#### Study text:
⁂

In addition, Israeli authorities have appropriated the vast majority of Palestinians’ natural resources in the OPT for the economic benefit of Jewish citizens in Israel and in the illegal settlements.

LIFE UNDER APARTHEID

DENIED A HOME: DEMOLITIONS AND FORCED EVICTIONS

Palestinians are systematically subjected to home demolitions and forced evictions, and live in constant fear of losing their homes.

For more than 73 years, Israel has been forcibly displacing entire Palestinian communities. Hundreds of thousands of Palestinians’ homes have been demolished, causing terrible trauma & suffering. More than 6 million Palestinians remain refugees, the vast majority of whom live in refugee camps including outside of Israel/OPT. There are over 100,000 Palestinians in the OPT and another 68,000 inside of Israel at imminent risk of losing their homes, many for the second or third time.

Palestinians are caught in a Catch-22 situation. Israel requires them to obtain a permit to build or even erect a structure such as a tent, but – unlike Jewish Israeli applicants – rarely issues them a permit. Many Palestinians are forced to build without permits. Israel then demolishes Palestinian homes on the basis that they were built “illegally”. Israel uses these discriminatory planning and zoning policies to create unbearable living conditions to force Palestinians to leave their homes to allow for the expansion of Jewish settlement.

⁂

#### Data extract:
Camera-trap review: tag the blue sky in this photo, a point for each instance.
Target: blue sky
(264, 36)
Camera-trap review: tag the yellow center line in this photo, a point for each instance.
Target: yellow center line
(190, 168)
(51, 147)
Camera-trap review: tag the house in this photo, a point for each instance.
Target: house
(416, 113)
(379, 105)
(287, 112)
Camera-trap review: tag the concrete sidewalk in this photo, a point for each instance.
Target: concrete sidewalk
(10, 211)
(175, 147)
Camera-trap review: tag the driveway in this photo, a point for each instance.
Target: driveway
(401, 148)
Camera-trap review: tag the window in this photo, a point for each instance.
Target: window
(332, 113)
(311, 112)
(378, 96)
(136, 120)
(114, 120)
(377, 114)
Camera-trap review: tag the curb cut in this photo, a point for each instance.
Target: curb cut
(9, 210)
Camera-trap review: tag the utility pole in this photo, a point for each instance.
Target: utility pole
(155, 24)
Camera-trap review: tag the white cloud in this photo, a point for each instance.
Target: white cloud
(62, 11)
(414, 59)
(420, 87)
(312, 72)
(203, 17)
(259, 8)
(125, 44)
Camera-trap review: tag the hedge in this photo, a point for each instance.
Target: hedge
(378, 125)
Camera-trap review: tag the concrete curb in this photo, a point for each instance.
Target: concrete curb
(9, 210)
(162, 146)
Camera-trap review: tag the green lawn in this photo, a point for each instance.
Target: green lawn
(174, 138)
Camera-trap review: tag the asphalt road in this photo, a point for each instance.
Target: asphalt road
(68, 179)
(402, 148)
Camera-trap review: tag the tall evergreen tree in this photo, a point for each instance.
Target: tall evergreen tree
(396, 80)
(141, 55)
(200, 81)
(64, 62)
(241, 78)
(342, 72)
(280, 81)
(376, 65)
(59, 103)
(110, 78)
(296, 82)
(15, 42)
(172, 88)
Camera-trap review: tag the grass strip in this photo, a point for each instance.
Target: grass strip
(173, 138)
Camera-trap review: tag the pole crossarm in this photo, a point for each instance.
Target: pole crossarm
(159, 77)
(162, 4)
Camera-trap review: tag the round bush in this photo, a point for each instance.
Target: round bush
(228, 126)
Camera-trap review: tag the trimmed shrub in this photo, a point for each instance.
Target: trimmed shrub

⁂

#### About this exercise:
Copy the text on Palestinian home demolitions from "For more than" to "or third time.", substituting "destroyed" for "demolished".

#### Result of this task:
For more than 73 years, Israel has been forcibly displacing entire Palestinian communities. Hundreds of thousands of Palestinians’ homes have been destroyed, causing terrible trauma & suffering. More than 6 million Palestinians remain refugees, the vast majority of whom live in refugee camps including outside of Israel/OPT. There are over 100,000 Palestinians in the OPT and another 68,000 inside of Israel at imminent risk of losing their homes, many for the second or third time.